* EXERCISE REQUIREMENTS *
Locate each line below that includes "shadow" and reproduce it.

[EXTRACTED MATERIAL — start]

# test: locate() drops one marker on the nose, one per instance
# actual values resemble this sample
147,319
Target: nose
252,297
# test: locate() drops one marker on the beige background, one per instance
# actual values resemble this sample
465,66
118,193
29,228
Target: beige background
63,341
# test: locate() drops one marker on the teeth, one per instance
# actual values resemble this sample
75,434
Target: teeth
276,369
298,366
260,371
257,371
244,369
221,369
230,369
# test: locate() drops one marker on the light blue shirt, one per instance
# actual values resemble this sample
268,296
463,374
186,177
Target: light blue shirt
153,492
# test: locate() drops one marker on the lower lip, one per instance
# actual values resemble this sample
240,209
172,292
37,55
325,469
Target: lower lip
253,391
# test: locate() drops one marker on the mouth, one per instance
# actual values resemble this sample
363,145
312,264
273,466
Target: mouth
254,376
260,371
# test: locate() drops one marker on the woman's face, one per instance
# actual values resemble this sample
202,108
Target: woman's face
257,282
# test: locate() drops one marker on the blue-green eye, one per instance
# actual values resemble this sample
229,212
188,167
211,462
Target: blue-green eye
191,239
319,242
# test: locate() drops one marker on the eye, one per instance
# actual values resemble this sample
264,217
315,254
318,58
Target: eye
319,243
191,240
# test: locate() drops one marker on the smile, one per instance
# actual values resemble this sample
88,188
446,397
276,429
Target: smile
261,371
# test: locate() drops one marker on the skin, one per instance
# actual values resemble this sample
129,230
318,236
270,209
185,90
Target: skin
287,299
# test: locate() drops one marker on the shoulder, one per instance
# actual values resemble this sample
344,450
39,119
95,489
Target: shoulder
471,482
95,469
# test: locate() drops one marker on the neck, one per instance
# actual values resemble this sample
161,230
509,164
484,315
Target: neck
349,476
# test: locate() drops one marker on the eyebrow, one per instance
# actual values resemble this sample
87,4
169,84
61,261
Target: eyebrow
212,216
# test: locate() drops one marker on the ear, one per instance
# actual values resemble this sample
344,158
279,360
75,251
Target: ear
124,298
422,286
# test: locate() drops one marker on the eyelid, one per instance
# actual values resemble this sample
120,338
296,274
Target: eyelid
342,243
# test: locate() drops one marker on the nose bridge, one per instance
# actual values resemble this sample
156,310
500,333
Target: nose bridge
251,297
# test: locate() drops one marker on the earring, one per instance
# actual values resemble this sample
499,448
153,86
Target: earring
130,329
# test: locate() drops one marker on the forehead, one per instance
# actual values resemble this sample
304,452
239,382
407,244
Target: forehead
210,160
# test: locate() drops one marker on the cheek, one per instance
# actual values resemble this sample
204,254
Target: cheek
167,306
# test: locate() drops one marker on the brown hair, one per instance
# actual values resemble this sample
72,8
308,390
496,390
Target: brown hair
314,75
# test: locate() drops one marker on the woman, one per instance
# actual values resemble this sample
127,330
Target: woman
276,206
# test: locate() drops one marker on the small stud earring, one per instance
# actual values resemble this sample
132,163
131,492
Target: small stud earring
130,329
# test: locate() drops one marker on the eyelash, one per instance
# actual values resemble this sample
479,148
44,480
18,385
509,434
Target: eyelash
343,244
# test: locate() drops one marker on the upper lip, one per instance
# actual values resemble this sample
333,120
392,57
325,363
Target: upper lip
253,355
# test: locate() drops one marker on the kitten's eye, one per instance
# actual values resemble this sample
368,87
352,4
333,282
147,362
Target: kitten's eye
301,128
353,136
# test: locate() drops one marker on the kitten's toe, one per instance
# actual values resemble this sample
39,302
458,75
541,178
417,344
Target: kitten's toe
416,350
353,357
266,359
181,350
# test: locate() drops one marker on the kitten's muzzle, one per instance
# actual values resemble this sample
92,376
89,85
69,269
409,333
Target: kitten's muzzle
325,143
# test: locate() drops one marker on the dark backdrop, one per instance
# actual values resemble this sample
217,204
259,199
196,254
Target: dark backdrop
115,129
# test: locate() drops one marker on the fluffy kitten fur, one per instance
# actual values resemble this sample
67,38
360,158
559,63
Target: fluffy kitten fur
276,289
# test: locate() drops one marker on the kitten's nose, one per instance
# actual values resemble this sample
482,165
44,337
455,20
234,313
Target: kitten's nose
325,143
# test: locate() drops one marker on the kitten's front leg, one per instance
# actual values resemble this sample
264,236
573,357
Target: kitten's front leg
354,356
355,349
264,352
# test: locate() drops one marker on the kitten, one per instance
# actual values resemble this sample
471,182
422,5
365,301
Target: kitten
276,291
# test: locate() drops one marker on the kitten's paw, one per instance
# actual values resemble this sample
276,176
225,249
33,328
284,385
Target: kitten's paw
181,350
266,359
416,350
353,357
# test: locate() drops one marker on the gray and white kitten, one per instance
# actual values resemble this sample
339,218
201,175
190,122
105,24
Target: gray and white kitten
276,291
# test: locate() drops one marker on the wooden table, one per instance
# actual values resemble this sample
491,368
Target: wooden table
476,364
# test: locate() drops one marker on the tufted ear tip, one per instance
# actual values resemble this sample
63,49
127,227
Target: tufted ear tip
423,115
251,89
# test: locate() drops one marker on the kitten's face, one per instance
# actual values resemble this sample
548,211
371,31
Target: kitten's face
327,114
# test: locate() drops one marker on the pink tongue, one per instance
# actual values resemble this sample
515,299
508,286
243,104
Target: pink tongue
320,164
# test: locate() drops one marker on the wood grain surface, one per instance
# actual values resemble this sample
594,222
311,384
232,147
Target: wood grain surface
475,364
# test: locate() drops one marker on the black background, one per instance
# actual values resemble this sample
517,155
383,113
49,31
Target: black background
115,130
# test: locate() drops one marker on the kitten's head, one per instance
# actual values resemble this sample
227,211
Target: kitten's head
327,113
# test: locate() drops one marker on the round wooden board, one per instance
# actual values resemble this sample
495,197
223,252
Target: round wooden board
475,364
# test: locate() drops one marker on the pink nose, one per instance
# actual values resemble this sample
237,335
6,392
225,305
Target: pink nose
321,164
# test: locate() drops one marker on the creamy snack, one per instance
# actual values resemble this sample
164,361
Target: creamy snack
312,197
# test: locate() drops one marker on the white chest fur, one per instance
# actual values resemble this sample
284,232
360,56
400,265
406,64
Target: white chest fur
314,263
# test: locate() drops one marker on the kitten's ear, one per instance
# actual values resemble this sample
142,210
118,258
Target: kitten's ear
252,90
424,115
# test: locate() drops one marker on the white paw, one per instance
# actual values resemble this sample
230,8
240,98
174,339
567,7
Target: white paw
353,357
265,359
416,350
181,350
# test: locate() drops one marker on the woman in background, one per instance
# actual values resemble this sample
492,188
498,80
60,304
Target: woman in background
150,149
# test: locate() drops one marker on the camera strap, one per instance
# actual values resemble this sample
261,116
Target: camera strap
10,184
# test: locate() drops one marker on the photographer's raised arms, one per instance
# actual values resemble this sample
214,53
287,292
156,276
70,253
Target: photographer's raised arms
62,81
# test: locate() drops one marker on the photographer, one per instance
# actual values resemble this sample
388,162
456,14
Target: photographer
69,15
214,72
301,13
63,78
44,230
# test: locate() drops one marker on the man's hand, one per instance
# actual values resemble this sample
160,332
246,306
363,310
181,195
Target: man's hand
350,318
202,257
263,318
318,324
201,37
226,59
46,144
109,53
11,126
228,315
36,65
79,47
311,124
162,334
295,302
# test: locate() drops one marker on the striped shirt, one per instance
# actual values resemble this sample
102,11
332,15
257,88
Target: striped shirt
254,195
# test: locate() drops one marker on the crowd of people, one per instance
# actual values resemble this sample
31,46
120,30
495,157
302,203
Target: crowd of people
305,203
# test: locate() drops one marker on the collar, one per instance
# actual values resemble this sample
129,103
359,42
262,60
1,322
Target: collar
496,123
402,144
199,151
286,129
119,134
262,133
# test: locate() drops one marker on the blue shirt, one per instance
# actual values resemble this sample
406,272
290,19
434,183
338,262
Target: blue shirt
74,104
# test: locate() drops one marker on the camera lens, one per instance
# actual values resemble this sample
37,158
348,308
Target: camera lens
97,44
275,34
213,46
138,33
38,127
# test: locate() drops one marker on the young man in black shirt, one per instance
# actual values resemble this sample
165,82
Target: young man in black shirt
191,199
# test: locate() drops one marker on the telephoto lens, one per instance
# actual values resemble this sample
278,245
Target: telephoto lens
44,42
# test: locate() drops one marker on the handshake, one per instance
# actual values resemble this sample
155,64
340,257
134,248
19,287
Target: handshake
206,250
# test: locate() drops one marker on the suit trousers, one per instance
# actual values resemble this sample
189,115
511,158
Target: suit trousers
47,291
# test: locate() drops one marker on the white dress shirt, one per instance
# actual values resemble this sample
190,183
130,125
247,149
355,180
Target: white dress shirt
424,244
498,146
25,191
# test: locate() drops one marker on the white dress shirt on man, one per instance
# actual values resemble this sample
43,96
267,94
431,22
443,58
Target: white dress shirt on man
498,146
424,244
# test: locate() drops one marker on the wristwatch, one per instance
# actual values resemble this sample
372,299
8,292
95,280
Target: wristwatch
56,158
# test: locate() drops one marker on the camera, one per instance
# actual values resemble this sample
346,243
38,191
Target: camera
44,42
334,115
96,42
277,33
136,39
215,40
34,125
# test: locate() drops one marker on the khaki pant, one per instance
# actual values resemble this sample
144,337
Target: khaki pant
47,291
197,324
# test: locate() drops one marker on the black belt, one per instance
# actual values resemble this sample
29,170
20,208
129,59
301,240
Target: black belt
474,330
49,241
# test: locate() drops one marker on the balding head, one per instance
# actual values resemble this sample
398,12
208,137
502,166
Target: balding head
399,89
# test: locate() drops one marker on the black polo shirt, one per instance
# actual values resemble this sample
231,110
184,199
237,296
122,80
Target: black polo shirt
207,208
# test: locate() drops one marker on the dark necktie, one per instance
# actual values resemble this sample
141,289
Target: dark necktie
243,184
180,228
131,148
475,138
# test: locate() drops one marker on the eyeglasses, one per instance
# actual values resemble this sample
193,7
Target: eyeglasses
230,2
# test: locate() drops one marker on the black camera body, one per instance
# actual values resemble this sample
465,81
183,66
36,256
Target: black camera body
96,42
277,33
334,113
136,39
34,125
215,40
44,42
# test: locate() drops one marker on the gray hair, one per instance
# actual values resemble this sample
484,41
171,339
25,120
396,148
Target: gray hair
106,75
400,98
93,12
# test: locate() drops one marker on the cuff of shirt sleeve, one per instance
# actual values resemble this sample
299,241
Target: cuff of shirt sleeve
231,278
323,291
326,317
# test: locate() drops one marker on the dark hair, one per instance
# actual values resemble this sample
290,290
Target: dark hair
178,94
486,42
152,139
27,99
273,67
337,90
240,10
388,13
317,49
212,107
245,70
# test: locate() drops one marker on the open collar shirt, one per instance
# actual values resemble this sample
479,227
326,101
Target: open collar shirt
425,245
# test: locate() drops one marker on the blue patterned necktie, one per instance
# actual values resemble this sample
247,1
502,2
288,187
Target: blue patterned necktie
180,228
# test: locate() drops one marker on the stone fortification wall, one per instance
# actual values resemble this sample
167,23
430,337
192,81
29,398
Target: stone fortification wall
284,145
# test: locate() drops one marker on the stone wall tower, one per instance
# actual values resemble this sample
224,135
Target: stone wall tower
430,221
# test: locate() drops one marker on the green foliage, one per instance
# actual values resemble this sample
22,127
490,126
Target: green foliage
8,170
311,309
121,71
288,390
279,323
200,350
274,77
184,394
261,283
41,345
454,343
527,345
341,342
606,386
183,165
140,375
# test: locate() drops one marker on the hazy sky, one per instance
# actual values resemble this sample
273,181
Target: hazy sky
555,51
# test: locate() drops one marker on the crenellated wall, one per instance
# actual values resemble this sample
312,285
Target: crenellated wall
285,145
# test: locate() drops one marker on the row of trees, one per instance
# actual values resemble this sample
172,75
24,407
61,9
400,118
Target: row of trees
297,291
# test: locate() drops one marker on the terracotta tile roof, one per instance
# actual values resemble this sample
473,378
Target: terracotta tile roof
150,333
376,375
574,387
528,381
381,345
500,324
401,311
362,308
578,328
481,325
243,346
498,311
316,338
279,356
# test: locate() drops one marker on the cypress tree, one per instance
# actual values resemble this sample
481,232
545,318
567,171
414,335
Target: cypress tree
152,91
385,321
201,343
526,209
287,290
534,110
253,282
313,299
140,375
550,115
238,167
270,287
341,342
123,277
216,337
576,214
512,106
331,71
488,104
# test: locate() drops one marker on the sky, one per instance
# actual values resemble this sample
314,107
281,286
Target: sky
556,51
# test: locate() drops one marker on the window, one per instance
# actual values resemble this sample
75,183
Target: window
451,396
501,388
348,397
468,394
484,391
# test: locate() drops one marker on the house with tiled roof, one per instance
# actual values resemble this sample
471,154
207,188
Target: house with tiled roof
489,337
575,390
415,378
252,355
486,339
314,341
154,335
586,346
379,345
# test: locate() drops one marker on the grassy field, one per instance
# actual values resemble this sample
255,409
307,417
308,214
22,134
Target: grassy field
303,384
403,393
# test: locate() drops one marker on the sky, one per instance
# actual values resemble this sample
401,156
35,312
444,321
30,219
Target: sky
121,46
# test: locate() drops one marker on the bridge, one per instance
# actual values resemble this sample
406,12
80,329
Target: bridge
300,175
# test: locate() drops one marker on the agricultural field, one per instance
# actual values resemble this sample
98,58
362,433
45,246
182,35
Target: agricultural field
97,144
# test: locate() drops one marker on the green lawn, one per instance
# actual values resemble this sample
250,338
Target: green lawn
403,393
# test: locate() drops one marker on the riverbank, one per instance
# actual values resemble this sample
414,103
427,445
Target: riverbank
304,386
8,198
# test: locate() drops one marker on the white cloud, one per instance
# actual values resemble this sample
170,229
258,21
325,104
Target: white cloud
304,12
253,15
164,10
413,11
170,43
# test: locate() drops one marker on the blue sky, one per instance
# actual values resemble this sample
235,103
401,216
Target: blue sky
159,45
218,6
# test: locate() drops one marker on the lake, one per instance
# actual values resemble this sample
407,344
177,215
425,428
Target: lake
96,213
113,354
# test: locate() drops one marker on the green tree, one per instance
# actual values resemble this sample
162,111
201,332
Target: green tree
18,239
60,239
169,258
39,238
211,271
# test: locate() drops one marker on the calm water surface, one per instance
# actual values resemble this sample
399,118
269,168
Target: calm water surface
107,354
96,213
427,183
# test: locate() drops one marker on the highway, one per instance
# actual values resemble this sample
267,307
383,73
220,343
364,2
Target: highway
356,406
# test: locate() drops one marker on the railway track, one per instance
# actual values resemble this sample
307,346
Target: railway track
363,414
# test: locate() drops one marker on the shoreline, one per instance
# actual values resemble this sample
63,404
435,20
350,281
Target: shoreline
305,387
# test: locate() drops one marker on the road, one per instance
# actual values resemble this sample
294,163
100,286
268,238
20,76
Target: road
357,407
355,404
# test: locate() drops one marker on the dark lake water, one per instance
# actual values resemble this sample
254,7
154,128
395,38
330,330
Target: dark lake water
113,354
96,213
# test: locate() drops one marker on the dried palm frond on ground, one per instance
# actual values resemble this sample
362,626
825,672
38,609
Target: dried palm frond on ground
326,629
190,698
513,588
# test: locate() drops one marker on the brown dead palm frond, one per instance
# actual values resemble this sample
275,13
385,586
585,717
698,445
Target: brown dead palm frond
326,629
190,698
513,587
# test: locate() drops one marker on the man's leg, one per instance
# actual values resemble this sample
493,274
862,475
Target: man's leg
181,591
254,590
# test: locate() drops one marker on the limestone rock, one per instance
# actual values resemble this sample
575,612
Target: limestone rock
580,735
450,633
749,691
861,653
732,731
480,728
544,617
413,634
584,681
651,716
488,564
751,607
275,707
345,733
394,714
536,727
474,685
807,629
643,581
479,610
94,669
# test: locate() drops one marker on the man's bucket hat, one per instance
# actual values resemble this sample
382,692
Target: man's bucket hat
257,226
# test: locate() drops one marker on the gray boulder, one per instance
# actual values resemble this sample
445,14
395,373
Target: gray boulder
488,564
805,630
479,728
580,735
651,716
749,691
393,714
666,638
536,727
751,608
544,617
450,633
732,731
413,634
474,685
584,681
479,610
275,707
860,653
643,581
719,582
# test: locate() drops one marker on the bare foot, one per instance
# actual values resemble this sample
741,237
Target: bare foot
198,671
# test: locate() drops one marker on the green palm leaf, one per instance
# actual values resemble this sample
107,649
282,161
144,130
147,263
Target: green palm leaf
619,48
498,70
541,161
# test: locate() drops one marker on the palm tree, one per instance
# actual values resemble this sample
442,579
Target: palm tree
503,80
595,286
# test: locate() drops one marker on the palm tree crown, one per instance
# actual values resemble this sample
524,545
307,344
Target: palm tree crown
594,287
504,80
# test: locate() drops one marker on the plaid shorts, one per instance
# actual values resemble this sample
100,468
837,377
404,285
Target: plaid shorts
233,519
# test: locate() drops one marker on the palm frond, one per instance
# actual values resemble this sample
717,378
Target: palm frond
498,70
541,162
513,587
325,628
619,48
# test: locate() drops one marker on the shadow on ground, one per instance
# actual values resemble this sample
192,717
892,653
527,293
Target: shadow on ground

[EXTRACTED MATERIAL — finish]

* ANSWER SECTION *
# test: locate() drops one marker on the shadow on ground, one per instance
Target: shadow on ground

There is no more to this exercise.